TASK OBJECTIVE
Scan the entries for lines with the word "below" and copy those lines.

■ ■ ■ ■

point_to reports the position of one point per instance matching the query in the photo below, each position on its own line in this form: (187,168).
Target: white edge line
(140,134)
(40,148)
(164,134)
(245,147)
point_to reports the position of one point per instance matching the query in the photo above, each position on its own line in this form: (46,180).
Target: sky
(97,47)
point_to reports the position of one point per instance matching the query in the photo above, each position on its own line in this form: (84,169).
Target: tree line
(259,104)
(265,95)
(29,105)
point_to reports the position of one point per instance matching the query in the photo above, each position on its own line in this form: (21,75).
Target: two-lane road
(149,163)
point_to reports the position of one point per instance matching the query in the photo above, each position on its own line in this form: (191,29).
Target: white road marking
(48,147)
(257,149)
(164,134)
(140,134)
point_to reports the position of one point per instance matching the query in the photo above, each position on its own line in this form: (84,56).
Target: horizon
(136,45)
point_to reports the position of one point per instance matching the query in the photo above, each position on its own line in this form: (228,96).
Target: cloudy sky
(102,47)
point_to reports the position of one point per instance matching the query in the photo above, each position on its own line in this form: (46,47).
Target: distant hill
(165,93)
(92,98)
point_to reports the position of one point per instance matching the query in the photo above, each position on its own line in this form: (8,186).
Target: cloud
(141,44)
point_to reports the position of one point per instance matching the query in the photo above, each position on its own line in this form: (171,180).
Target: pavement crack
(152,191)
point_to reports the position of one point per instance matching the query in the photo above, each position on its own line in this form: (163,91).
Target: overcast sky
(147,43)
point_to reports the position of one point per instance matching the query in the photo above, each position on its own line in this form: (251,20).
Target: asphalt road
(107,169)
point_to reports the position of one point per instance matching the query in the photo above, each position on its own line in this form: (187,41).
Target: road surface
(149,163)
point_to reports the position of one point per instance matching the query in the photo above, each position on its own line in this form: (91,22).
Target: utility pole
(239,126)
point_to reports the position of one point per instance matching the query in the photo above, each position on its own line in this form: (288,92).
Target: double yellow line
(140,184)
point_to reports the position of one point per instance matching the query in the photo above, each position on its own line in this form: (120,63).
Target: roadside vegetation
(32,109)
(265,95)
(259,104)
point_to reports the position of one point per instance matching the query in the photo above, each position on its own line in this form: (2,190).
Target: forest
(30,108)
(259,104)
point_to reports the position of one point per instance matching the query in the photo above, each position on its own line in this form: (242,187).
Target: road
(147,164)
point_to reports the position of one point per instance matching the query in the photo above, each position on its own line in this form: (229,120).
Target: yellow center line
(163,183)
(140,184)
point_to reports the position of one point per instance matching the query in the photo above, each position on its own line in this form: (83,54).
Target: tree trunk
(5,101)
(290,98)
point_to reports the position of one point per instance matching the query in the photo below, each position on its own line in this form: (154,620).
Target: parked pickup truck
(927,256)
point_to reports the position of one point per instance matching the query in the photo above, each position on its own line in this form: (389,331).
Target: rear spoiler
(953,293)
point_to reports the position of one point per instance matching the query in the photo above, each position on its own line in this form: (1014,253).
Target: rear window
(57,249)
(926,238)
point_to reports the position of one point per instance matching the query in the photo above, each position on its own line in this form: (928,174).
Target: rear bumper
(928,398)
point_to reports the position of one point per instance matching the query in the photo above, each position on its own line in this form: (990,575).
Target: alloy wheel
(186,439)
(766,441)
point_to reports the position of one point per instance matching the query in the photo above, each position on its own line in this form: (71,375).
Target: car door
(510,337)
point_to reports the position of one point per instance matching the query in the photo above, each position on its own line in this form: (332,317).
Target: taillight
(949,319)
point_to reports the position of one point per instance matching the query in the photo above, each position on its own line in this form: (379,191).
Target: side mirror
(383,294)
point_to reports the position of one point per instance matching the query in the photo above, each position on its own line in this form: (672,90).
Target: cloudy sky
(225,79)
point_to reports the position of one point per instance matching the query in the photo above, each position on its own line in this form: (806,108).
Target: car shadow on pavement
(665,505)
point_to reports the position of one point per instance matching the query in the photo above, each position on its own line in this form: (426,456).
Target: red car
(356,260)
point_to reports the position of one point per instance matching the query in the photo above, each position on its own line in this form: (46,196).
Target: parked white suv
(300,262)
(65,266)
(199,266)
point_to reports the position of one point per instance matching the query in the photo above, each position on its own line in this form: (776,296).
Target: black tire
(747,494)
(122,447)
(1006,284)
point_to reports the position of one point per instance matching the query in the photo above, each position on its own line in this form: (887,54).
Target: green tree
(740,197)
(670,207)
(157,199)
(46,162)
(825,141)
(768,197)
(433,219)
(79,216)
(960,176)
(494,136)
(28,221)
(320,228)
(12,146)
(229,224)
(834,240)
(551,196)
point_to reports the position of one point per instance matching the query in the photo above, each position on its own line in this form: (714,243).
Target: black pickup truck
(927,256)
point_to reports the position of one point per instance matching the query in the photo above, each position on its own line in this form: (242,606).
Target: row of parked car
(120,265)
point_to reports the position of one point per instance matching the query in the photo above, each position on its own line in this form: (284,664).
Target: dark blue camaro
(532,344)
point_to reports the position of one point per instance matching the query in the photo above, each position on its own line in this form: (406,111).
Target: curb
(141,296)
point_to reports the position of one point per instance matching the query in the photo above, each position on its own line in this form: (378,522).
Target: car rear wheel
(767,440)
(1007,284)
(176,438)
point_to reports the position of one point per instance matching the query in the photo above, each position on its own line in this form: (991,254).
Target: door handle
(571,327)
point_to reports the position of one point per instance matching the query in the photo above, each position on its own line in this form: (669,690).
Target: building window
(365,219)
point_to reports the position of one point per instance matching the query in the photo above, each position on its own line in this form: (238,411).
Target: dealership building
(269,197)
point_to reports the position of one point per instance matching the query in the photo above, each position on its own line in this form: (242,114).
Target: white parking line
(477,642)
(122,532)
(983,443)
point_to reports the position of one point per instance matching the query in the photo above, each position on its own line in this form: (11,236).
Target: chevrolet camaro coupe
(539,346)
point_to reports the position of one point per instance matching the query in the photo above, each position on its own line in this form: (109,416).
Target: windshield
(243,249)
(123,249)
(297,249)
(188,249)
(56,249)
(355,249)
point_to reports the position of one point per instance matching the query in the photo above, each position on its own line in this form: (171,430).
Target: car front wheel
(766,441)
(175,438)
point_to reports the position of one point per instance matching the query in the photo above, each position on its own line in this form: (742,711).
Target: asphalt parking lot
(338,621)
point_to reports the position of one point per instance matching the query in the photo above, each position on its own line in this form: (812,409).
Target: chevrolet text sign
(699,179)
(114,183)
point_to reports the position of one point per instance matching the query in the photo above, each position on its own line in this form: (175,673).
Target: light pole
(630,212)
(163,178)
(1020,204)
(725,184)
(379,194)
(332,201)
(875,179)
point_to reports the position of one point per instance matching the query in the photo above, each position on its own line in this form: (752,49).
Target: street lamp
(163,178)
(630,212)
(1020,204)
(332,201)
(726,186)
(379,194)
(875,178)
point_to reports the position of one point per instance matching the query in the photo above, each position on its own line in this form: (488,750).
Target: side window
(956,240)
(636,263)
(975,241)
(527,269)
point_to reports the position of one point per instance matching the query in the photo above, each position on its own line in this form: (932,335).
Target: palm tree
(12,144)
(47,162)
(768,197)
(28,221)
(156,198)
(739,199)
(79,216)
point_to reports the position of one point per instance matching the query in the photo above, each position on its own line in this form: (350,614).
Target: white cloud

■ ■ ■ ■

OUTPUT OF THE EXERCISE
point_to reports the position of one point per instance matching the query in the photo below, each position on its own line in this form: (187,168).
point_to reports the position of one point per instance matching the query in the photo below, each position on its own line in this form: (154,620).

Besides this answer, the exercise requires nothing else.